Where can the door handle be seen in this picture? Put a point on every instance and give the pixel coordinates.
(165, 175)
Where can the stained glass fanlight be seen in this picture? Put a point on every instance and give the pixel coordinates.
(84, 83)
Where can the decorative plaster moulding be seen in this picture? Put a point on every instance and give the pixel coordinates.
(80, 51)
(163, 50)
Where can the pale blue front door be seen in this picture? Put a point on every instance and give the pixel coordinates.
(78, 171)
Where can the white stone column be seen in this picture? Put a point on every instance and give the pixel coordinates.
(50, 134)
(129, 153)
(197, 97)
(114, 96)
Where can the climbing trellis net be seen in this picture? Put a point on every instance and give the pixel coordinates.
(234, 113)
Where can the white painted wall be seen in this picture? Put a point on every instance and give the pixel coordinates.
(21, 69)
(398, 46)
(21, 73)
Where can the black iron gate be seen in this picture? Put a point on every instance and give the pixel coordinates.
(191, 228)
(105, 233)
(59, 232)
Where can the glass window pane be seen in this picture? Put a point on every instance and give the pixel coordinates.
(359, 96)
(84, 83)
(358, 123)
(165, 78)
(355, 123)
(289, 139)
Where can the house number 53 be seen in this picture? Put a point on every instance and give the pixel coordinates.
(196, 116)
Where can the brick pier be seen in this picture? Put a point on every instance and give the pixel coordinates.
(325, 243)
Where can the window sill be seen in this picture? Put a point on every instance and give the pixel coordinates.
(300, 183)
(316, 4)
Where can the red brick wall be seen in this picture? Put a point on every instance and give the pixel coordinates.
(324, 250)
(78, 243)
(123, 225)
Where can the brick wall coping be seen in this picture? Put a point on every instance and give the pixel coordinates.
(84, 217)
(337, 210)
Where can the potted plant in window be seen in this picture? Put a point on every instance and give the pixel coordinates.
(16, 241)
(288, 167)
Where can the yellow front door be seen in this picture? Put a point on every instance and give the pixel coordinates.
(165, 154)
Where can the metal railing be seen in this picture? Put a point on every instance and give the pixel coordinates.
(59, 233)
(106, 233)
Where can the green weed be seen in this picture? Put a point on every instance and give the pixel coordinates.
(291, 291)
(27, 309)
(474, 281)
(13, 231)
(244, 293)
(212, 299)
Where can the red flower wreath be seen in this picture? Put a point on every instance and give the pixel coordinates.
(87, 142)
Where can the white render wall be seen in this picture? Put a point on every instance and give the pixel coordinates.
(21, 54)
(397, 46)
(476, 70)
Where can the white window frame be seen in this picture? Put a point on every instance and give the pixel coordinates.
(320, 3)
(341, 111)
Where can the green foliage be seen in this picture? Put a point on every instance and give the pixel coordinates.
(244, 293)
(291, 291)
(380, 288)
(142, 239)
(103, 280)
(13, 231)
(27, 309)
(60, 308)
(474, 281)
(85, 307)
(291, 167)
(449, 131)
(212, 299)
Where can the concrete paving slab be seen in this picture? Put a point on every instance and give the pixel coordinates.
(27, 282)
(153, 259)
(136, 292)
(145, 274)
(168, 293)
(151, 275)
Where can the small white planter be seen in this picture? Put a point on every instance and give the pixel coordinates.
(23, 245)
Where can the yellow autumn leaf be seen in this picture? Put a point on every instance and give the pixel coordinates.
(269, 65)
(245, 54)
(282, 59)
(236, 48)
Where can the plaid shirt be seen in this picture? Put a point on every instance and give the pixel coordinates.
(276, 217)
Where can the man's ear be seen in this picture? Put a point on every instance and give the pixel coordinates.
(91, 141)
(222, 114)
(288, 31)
_ _ _ _ _
### Exercise prompt
Could you write out, exactly, each line of the data above from the one containing "Where can the green foliage" through the last, including both?

### Task output
Where can the green foliage be seen in this picture? Put a point on every instance and give the pixel coordinates.
(244, 293)
(291, 291)
(380, 288)
(142, 239)
(103, 280)
(13, 231)
(27, 309)
(60, 308)
(474, 281)
(85, 307)
(291, 167)
(449, 131)
(212, 299)
Where can the concrete paving slab be seen in this picture? Put a point on every instance and give the pixel coordinates.
(27, 282)
(153, 259)
(136, 292)
(145, 274)
(168, 293)
(151, 275)
Where can the small white planter be seen in this picture? Put a point on every instance and give the pixel coordinates.
(23, 245)
Where can the yellow autumn leaf be seen in this picture? Put a point on every instance and give the pixel coordinates.
(269, 65)
(245, 54)
(282, 59)
(236, 48)
Where can the plaid shirt be seen in this picture? Put a point on every instance and give the pixel coordinates.
(276, 217)
Where can the man's ear be seen in this picture? Put a point on every instance and give the pixel coordinates.
(91, 141)
(222, 114)
(288, 31)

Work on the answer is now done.